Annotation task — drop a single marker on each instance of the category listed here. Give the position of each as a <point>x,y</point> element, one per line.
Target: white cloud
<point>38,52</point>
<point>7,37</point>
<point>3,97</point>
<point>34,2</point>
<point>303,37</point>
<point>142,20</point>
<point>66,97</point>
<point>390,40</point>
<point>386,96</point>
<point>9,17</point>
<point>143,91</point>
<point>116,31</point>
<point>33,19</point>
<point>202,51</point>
· · · ·
### Exercise
Print out each line of the data exactly.

### Your solution
Annotation task — drop a single marker on each instance of the category listed here. Give the position of each as a <point>x,y</point> element, one per line.
Target: white cloud
<point>38,52</point>
<point>7,37</point>
<point>3,97</point>
<point>34,2</point>
<point>303,37</point>
<point>142,20</point>
<point>66,97</point>
<point>390,40</point>
<point>386,96</point>
<point>9,17</point>
<point>143,91</point>
<point>116,31</point>
<point>33,19</point>
<point>202,51</point>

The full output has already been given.